> _PROBLEM DESCRIPTION_
Copy everything in the road bike thread below, from "Great story I" down to "never looked back...", without any changes.

# Buying First Road Bike



## chudak (Jul 28, 2012)

"Man got himself a Felt"

Indeed!

First Road Bike


----------



## headloss (Mar 3, 2013)

I hope we get an indepth report of clipping-out 0mph crashes next issue!


----------



## RoadEye (Aug 21, 2009)

chudak said:


> "Man got himself a Felt"


congrats on the bike. nice write up on the search too. now only if this weather would cooperate.


----------



## chudak (Jul 28, 2012)

RoadEye said:


> congrats on the bike. nice write up on the search too. now only if this weather would cooperate.


I should clarify...I didn't write the article, although I do own a Felt. I just thought it was funny and would be appreciated in the Felt forum


----------



## FeltF75rider (Feb 10, 2012)

Great story I can relate to feeling of riding a Felt bike. I just ordered an F4 (my first full carbon bike) and can only imagine what the ride will be like after lusting for carbon for a long time. I am thinking a nice write up of my impressions would be cool as no real reviews are out there.


----------



## easyridernyc (Jan 10, 2008)

cant say I didn't feel the same way after my first ride on a felt. and ive never looked back...

welcome to the club...


----------

> _RECORDED DATA_

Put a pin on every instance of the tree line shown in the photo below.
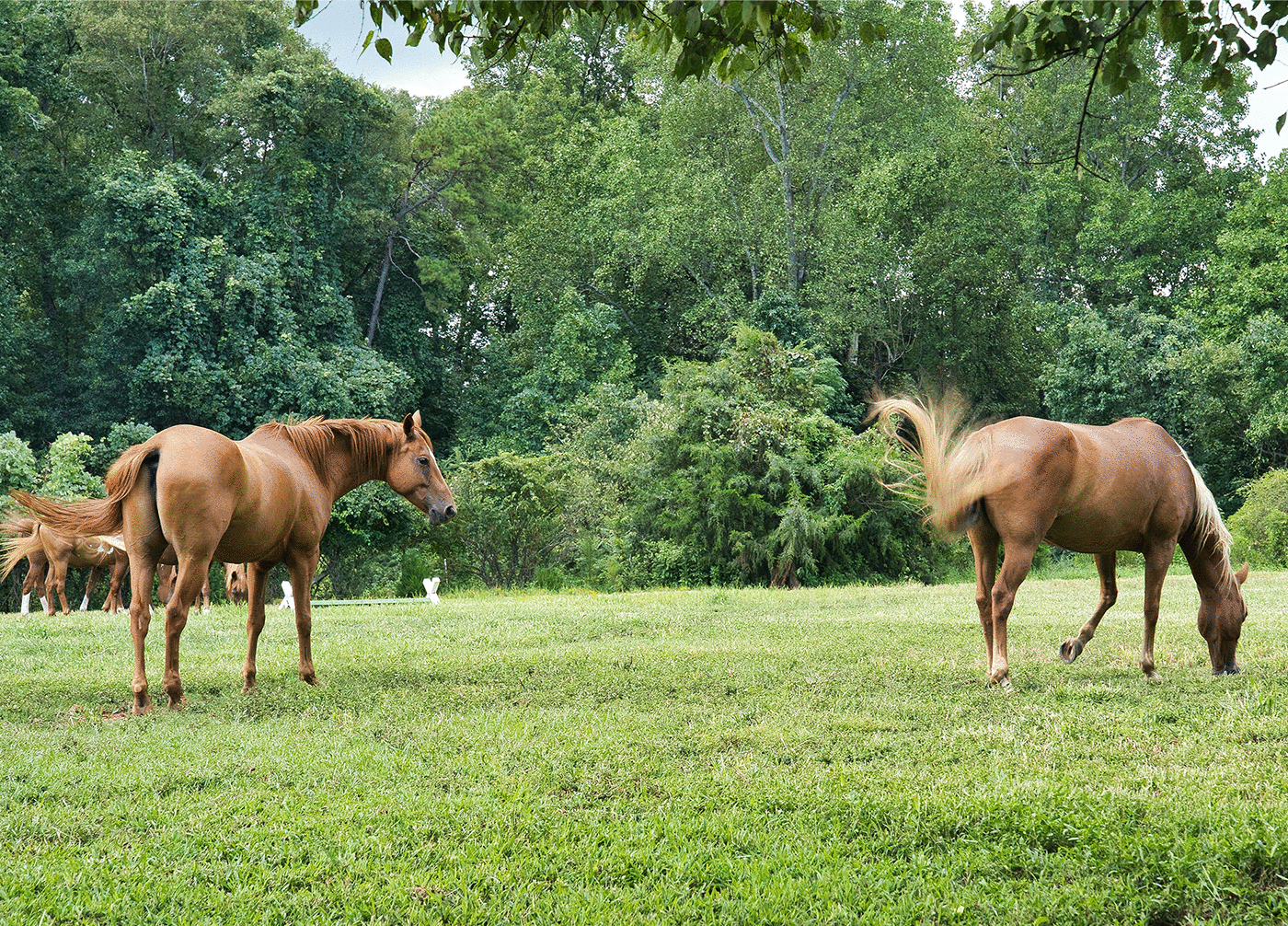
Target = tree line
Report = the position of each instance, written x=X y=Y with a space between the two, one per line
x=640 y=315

> _EXPECTED ANSWER_
Great story I can relate to feeling of riding a Felt bike. I just ordered an F4 (my first full carbon bike) and can only imagine what the ride will be like after lusting for carbon for a long time. I am thinking a nice write up of my impressions would be cool as no real reviews are out there.


----------



## easyridernyc (Jan 10, 2008)

cant say I didn't feel the same way after my first ride on a felt. and ive never looked back...